> **Data for the task**:

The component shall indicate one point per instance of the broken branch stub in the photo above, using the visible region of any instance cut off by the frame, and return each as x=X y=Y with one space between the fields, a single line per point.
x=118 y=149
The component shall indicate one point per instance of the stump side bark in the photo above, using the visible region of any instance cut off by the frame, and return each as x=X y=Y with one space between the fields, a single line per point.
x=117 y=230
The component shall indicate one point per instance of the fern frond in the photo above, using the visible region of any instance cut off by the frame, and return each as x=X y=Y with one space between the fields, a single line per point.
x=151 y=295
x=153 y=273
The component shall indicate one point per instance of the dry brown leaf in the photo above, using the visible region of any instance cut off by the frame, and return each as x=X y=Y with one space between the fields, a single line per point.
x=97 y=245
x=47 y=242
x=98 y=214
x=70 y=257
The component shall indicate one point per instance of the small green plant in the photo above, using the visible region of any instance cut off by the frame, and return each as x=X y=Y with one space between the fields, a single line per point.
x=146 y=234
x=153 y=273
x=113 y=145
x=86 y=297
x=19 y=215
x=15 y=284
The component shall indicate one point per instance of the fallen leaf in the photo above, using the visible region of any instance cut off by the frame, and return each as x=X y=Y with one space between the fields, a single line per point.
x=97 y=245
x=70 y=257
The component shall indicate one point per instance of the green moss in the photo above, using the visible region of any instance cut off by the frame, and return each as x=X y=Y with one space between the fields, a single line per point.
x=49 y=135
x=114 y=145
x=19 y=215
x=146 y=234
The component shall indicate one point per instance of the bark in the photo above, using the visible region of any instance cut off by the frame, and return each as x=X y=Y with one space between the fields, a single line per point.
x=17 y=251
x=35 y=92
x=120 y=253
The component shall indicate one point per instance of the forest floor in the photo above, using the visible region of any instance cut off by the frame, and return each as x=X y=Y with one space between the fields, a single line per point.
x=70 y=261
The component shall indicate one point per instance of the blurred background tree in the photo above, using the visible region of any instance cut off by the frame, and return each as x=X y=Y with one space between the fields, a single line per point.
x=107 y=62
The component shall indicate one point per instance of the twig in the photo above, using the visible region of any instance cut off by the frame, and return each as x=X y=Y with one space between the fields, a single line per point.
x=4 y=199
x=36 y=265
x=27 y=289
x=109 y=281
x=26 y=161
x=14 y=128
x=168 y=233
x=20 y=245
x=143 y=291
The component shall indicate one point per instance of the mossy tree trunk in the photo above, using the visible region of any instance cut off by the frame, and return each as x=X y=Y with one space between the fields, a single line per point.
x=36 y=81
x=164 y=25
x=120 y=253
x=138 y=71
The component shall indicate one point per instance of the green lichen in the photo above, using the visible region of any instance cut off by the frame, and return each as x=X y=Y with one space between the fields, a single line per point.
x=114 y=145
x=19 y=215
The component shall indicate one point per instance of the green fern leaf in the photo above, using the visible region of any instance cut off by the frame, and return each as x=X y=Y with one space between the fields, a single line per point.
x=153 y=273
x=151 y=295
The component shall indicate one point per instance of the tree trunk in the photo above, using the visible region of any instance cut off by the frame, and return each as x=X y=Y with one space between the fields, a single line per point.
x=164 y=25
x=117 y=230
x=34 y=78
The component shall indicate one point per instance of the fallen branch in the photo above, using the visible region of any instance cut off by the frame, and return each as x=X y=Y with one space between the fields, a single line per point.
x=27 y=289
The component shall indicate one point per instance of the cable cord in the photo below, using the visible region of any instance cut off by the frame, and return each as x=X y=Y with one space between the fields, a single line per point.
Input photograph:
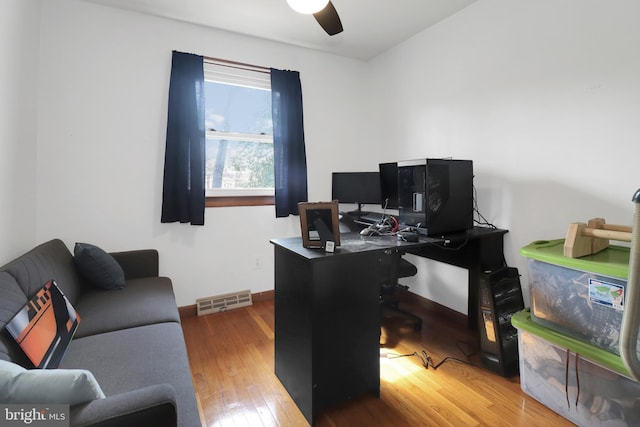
x=427 y=361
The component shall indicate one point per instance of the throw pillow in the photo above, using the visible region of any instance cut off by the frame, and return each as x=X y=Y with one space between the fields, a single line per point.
x=98 y=267
x=64 y=386
x=44 y=327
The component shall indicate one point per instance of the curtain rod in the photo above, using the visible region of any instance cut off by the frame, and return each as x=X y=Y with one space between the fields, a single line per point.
x=234 y=64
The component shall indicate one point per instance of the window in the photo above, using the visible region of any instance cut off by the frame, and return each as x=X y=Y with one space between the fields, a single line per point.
x=239 y=135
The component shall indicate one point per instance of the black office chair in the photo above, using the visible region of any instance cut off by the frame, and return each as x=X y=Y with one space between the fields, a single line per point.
x=388 y=289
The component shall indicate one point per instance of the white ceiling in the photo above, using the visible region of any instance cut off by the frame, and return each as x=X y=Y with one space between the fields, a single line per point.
x=370 y=26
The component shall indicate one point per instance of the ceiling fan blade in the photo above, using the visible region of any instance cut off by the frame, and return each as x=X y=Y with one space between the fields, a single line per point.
x=329 y=20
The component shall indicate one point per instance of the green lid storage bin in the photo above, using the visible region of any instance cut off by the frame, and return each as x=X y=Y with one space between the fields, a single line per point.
x=585 y=384
x=581 y=297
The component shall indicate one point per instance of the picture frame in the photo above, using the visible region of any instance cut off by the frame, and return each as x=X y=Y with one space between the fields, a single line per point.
x=319 y=224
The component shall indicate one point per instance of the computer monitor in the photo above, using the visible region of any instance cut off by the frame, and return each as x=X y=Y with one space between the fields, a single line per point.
x=389 y=185
x=356 y=187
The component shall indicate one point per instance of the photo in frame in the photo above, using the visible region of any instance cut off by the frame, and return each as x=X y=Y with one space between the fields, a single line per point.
x=319 y=224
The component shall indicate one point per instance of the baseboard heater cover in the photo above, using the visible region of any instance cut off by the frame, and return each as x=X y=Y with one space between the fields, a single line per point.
x=223 y=302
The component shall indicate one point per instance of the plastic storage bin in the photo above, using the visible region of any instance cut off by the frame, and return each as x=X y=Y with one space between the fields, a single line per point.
x=585 y=384
x=581 y=297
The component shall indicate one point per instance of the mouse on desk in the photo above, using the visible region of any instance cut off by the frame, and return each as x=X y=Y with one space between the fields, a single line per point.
x=409 y=236
x=368 y=232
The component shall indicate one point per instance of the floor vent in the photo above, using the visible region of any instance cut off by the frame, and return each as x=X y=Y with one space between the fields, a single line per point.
x=224 y=302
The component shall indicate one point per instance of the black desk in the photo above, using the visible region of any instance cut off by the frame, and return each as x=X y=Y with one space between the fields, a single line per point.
x=327 y=309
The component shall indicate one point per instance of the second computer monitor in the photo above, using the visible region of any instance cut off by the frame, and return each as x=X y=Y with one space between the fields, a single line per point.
x=389 y=185
x=356 y=187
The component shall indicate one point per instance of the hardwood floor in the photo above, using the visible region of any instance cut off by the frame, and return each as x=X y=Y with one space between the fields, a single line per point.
x=232 y=359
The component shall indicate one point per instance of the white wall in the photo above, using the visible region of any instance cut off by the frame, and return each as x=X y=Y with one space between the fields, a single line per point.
x=19 y=22
x=102 y=122
x=543 y=96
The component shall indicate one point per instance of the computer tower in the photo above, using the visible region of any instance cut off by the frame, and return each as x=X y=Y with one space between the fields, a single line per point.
x=500 y=298
x=435 y=196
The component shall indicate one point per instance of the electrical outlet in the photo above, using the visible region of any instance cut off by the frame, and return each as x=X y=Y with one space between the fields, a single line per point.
x=258 y=262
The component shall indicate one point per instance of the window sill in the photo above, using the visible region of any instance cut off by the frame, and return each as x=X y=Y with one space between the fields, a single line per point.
x=226 y=201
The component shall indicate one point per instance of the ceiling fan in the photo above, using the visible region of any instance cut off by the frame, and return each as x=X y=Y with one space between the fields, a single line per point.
x=324 y=12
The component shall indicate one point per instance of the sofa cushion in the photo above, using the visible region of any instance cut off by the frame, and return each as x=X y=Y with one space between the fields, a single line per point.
x=140 y=302
x=70 y=386
x=50 y=260
x=141 y=357
x=98 y=267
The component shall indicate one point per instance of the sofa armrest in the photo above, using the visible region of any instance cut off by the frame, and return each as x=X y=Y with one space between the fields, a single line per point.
x=148 y=406
x=139 y=263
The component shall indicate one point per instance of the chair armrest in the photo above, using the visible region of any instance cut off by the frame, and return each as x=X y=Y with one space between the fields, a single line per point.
x=139 y=263
x=148 y=406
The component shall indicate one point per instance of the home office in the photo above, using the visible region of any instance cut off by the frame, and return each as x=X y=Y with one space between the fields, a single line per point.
x=339 y=286
x=519 y=87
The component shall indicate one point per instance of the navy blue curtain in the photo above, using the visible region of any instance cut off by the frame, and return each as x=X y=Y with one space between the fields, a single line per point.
x=290 y=162
x=183 y=192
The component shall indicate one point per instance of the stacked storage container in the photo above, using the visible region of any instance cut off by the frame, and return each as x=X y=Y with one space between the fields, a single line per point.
x=568 y=342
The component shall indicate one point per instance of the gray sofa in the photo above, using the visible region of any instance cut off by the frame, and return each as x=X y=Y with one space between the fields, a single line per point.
x=130 y=339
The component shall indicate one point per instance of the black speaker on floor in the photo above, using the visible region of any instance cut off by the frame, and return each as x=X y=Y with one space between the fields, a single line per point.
x=500 y=298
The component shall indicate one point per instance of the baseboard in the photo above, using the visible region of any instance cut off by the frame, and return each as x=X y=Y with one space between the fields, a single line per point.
x=188 y=311
x=405 y=297
x=192 y=310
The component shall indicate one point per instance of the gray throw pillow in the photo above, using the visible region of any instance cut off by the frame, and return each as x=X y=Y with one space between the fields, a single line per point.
x=63 y=386
x=98 y=267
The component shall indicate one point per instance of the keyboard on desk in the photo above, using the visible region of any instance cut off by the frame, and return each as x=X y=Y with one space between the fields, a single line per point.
x=370 y=218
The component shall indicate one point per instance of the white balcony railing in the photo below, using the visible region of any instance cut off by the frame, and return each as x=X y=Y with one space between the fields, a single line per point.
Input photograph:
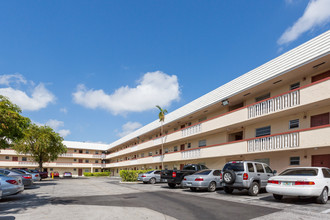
x=274 y=104
x=274 y=142
x=191 y=154
x=191 y=130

> **Problem description**: Reproduce the records word for word, starting at the line that contains "the baseboard in" and ending with the last line of the records. Leave any pictures out of the copy.

> **Exercise solution**:
The component shall indicate one point per instance of the baseboard in the photo above, using the visible region of any instance cut off by the frame, and return each as x=X y=Y with one space between the fields, a single line per point.
x=188 y=311
x=405 y=297
x=192 y=310
The component shall indicate one point per instance of the gray throw pillow in the photo above, using the visible region of any instance cut off by the frame, and return each as x=X y=Y with one space between the fields, a single line per point.
x=63 y=386
x=98 y=267
The component shall indicate one point per instance of the keyboard on desk in the photo above, using the visible region of any instance cut off by the frame, and return each as x=X y=Y with one space between the fields, a single line per point.
x=370 y=218
The component shall indicate one point per instance of the white balcony railing in the photo below, using the visible region of any instance cut off by the frame, and return each as x=X y=Y with one space between the fields, a single line per point.
Input photograph:
x=274 y=104
x=274 y=142
x=191 y=154
x=191 y=130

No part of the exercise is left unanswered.